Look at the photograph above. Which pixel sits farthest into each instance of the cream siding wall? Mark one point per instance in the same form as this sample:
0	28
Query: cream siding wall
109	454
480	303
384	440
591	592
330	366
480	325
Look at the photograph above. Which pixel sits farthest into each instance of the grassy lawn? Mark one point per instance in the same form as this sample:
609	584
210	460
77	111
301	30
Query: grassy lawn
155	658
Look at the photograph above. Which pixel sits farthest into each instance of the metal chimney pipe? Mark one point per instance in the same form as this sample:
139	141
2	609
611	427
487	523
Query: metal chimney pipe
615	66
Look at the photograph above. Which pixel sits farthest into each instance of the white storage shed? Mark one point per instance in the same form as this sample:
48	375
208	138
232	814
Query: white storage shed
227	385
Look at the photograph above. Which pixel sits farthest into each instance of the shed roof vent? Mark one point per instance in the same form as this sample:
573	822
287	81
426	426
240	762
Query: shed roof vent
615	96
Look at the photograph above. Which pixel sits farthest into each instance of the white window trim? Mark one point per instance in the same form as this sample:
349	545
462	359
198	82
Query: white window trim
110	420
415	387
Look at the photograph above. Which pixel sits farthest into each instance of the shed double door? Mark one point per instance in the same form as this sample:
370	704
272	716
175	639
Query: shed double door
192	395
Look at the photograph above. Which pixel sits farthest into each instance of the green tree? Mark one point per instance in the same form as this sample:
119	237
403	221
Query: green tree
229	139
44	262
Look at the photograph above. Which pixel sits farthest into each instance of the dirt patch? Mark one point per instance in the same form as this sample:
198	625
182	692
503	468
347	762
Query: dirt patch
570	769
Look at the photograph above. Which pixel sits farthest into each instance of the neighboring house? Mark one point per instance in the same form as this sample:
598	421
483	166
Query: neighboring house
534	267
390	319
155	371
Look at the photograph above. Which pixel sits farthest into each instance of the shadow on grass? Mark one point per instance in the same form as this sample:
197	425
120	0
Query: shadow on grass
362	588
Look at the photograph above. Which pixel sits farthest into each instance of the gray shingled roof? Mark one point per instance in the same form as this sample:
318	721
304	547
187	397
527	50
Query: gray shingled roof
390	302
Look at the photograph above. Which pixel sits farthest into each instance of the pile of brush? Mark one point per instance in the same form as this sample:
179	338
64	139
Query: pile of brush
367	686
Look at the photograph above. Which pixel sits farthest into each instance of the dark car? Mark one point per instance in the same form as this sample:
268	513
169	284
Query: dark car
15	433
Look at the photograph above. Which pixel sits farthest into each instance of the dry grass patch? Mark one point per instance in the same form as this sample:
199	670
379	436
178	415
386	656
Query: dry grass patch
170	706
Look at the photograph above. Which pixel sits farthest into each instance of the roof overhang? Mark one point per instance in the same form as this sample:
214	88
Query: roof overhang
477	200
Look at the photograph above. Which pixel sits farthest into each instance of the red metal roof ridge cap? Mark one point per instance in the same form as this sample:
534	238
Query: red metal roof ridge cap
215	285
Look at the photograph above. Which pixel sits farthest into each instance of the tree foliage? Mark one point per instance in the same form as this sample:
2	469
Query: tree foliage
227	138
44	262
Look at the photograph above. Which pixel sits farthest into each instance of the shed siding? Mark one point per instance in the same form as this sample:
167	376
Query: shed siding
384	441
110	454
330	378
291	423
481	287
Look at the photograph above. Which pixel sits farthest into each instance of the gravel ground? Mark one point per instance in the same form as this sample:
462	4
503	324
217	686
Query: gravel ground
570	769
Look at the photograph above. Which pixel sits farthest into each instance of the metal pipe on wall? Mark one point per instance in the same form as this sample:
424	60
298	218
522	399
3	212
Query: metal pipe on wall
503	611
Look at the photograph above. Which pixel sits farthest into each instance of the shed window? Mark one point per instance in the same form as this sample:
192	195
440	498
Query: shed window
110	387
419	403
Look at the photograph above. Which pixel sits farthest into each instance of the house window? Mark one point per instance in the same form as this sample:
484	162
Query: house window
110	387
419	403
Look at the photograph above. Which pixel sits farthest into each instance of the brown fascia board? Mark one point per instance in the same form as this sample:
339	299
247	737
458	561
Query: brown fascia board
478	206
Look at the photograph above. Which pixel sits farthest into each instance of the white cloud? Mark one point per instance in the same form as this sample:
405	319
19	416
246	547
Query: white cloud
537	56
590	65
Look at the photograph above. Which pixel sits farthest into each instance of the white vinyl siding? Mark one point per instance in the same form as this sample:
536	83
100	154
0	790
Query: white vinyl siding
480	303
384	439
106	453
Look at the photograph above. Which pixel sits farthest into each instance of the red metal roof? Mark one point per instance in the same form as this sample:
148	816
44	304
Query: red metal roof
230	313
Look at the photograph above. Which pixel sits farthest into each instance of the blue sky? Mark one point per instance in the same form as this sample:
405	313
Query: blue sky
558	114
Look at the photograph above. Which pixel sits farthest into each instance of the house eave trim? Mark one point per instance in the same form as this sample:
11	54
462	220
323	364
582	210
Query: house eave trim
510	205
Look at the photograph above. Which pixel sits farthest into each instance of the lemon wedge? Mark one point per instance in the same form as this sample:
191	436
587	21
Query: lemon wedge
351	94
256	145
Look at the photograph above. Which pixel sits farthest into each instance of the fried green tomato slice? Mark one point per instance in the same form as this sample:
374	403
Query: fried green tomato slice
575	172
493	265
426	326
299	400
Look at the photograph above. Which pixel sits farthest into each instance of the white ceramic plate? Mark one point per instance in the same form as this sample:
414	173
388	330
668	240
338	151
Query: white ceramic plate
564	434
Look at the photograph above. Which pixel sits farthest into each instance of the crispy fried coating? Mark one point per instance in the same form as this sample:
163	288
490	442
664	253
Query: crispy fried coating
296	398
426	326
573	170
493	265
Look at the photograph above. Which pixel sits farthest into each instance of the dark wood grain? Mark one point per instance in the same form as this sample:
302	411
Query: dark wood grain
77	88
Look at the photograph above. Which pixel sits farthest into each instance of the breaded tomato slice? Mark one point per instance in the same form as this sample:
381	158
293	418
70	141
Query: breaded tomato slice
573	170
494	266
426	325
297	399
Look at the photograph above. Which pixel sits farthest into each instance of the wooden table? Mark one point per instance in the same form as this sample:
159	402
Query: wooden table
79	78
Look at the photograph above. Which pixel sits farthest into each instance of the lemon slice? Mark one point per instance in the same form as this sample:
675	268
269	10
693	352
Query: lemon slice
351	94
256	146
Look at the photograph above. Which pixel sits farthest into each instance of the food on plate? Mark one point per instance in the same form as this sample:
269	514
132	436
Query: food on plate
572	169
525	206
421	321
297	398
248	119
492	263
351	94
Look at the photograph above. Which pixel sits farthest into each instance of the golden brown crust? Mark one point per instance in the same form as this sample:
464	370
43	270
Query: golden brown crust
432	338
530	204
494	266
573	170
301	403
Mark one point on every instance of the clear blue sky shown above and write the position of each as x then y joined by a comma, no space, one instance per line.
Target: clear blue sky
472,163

*EXERCISE GOAL*:
The expected answer is the complete material, restated exactly.

*EXERCISE RESULT*:
Look at the photograph above. Which pixel sits farthest into each instance of the cream siding wall? Mark one point per instance in the same form as this sample:
0	28
Query: cream siding wall
109	454
480	303
384	440
591	592
330	366
480	325
Look at the photograph above. Which pixel sits farthest into each instance of the grassy lawn? Mark one point per instance in the same form as this sample:
609	584
210	460
77	111
301	30
Query: grassy lawn
155	658
Look at the photograph above. Which pixel sits farthest into each instance of the metal chimney pipe? Mark one point per instance in the same form as this sample:
139	141
2	609
611	427
487	523
Query: metal chimney pipe
615	66
Look at the photograph above. Which pixel sits farthest into each instance of the white storage shed? Mark one point per instance in the same form as this sample:
48	375
208	138
232	814
Query: white storage shed
227	385
Look at the photograph above. Which pixel sits farthest into each instance of the shed roof vent? Mark one point per instance in the same form as this sample:
573	822
287	81
426	426
240	762
Query: shed roof vent
615	96
Look at the photograph above. Which pixel sits farthest into each instance of the white window trim? Mark one point per instance in the same form as this sample:
349	545
462	359
198	82
Query: white window trim
110	420
415	387
Look at the photograph above. Which pixel sits farthest into each instance of the shed double door? Mark one point per instance in the same form as this sample:
370	704
272	716
175	639
Query: shed double door
192	395
Look at the photograph above. Which pixel sits farthest into each instance of the green tree? Mark one point per instance in the same form as this sample:
119	237
403	221
Query: green tree
229	139
44	262
Look at the photograph above. Which pixel sits farthest into each instance of the dirt patch? Mark one point per instance in the same form as this sample:
198	625
182	692
503	468
347	762
Query: dirt patch
570	769
Look at the photograph above. Which pixel sits farthest into each instance of the neighboring house? Mark one point per instance in the same form as this sample:
598	421
483	166
Query: neighboring house
534	267
390	319
155	371
Look at the photograph above. Which pixel sits farthest into each instance of the shadow on grass? Mark one point per instance in the same form as this sample:
197	425
120	0
Query: shadow on grass
362	588
Look at the photograph above. Which pixel sits farthest into each instance of the gray shingled roof? Mark one point per instance in the same form as this sample:
318	721
304	547
187	397
527	50
Query: gray shingled roof
390	302
Look at the photograph above. Which pixel sits farthest into each instance of the pile of brush? Mark one point per instance in the same form as this sample:
179	338
64	139
Query: pile of brush
367	686
Look at the photograph above. Which pixel sits farthest into each instance of the dark car? Mark one point per instance in the same form as this sample:
268	513
169	284
Query: dark car
15	433
Look at the photograph above. Which pixel sits farthest into each instance of the dry grass patch? Mark one point per instance in the same form as this sample:
199	670
379	436
178	415
386	656
Query: dry grass patch
170	706
Look at the photograph above. Which pixel sits farthest into each instance of the roof overhang? Mark one point per instance in the same form as this sample:
214	88
Query: roof overhang
477	200
Look at the photograph above. Which pixel sits farthest into each instance of the red metal roof ridge cap? Mark one point per instance in the same form as this sample:
534	238
Query: red metal roof ridge cap
215	285
Look at the photograph above. Which pixel sits farthest into each instance of the tree foliage? Mark one point per instance in the same form as this sample:
2	469
Query: tree foliage
227	138
44	262
Look at the photograph above. Which pixel sits farthest into each instance of the shed siding? Mark one point per instance in the same form as this sample:
167	376
Query: shed siding
384	441
110	454
330	378
291	423
481	287
Look at the photograph above. Which pixel sits farthest into each instance of the gravel ground? Mark one point per instance in the same form as this sample:
462	4
503	324
217	686
Query: gravel ground
570	769
Look at the photograph above. Which pixel sits farthest into each instance of the metal pipe on wall? Mark one point per instance in the same form as this sample:
424	60
298	218
522	399
3	212
Query: metal pipe on wall
503	611
Look at the photograph above. Which pixel sits farthest into each instance of the shed window? Mark one point per instance in the same form as this sample:
192	195
440	498
Query: shed window
110	387
419	403
Look at the photograph above. Which pixel sits farthest into each instance of the house window? Mark one point per instance in the same form as this sample:
484	162
Query: house window
110	387
419	403
Look at the photograph above. Which pixel sits farthest into each instance of the brown fascia board? Mark one point per instance in the same form as this sample:
339	299
247	737
458	561
Query: brown fascia board
478	206
Look at the photograph above. Which pixel sits farthest into each instance of the white cloud? Mark one point per instance in the same form as this sample:
405	319
19	416
246	547
Query: white cloud
537	56
590	65
Look at the photograph above. Which pixel sits farthest into each instance of the white vinyl siding? Mark one point per instance in the same form as this sample:
536	83
100	154
0	790
Query: white vinyl siding
480	303
384	439
106	453
Look at the photograph above. Which pixel sits farthest into each instance of the red metal roof? Mark one point per instance in the same form as this sample:
148	816
44	304
Query: red metal roof
230	313
Look at the photograph above. Which pixel sits farthest into each instance of the blue sky? Mark one point per instance in the same form as this sample:
405	313
Query: blue sky
558	114
Look at the photograph above. Which pixel sits farthest into each instance of the house eave trim? Mark one point per instance in the same form as this sample:
11	54
462	220
323	364
582	210
Query: house eave trim
510	205
Look at the photograph above. Which pixel sits farthest into each instance of the lemon wedge? Mark one point per instance in the same form as this sample:
191	436
587	21
Query: lemon wedge
351	94
256	145
Look at the photograph above. Which pixel sits farthest into each instance of the fried green tomato slice? Mark one point per instance in the same form as this sample:
374	403
Query: fried green tomato slice
575	172
493	265
426	326
299	400
Look at the photograph above. Which pixel sits farthest into each instance of the white ceramic plate? Mark one point per instance in the same form as this sample:
414	173
388	330
668	240
338	151
Query: white ceramic plate
564	434
Look at the photograph above. Which pixel sits farthest into each instance of the crispy fried coating? Mark one point per instance in the same form as this sample:
163	288
490	442
664	253
Query: crispy fried coating
296	398
426	326
573	170
493	265
Look at the photograph above. Which pixel sits farthest into each instance of the dark wood grain? Mark one point per instance in the same form as this sample:
302	411
Query: dark wood grain
77	88
Look at the photograph above. Which pixel sits farthest into each instance of the breaded tomato slice? Mark one point per instance in the same form as this sample:
381	158
293	418
70	141
Query: breaded tomato slice
573	170
494	266
426	325
297	399
Look at the photograph above. Which pixel sits farthest into each instance of the wooden table? Mark one point per instance in the same form as this sample:
159	402
Query: wooden table
79	78
Look at the photograph above. Which pixel sits farthest into each instance of the lemon slice? Mark one point per instance in the same form as this sample:
675	268
269	10
693	352
Query: lemon slice
351	94
256	146
Look at the photograph above. Which pixel sits farthest into each instance of the food on plate? Mark one point per instance in the same form as this sample:
269	514
132	436
Query: food on plate
572	169
525	206
421	321
297	398
248	119
492	263
351	94
Look at the photograph above. Which pixel sits farthest into each instance of the golden brown crust? Mark one point per instance in the same form as this sample:
464	370
43	270
Query: golden brown crust
432	338
530	204
494	266
573	170
301	403
Mark one point on every instance of the clear blue sky shown above and write the position of each as x then y joined by a comma, no space, one instance per line.
Target: clear blue sky
472,163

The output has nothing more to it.